- PASSAGE

***

For too long have the corridors of tech power been locked off to women, and in 2022, the winds of workforce change are blowing.
The tech industry is going through what can only be described as a reckoning. The global tech sector is waking up to the fact that representation matters, talent must be allowed to flourish. And that without the active participation of everyone in this future-critical sector, tech will become stymied, linear, creatively inhibited, and financially unrealised.
For every success story of female founders selling their stake for billions, there are more than enough examples of women up and down the country, from school age to retirement, seeing the doors of opportunity close in their faces. There are now-famous examples of some of the world’s most established tech industry leaders being forced to resign for allowing unbridled sexism to flourish under their watch.
The story of women in tech is one of battling against cultural barriers, biases, expectations, legacy management and, sadly, a very real and tangible fear. The real-life statistics behind female representation in tech, as we show below, do not make for happy reading.
But light has to be cast on the worst excess of sex and gender-based biases to find the most impactful and direct solutions.
To create a more dynamic, more representative, more inclusive technical future, it starts with people – the workers, the ideas-people, the creators, the funders, the engineers, the influencers and the platform operators – these very human decision makers across governments, private enterprise and especially in schools.
Those very same people will right this lop-sided ship and show the world that tech is, indeed, for everyone.
The contemporary tech workforce requires rebalancing
- “19% of tech workers are women”

***

- AVAILABLE DATA
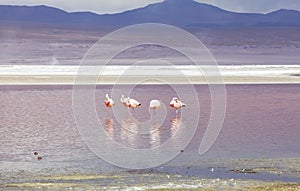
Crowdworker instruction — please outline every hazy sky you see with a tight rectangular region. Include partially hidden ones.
[0,0,300,14]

***

- EXERCISE DIRECTIONS
Copy out the entire passage on women in tech word for word. The data plays no part in this.

- RESPONSE TO THE TASK
For too long have the corridors of tech power been locked off to women, and in 2022, the winds of workforce change are blowing.
The tech industry is going through what can only be described as a reckoning. The global tech sector is waking up to the fact that representation matters, talent must be allowed to flourish. And that without the active participation of everyone in this future-critical sector, tech will become stymied, linear, creatively inhibited, and financially unrealised.
For every success story of female founders selling their stake for billions, there are more than enough examples of women up and down the country, from school age to retirement, seeing the doors of opportunity close in their faces. There are now-famous examples of some of the world’s most established tech industry leaders being forced to resign for allowing unbridled sexism to flourish under their watch.
The story of women in tech is one of battling against cultural barriers, biases, expectations, legacy management and, sadly, a very real and tangible fear. The real-life statistics behind female representation in tech, as we show below, do not make for happy reading.
But light has to be cast on the worst excess of sex and gender-based biases to find the most impactful and direct solutions.
To create a more dynamic, more representative, more inclusive technical future, it starts with people – the workers, the ideas-people, the creators, the funders, the engineers, the influencers and the platform operators – these very human decision makers across governments, private enterprise and especially in schools.
Those very same people will right this lop-sided ship and show the world that tech is, indeed, for everyone.
The contemporary tech workforce requires rebalancing
- “19% of tech workers are women”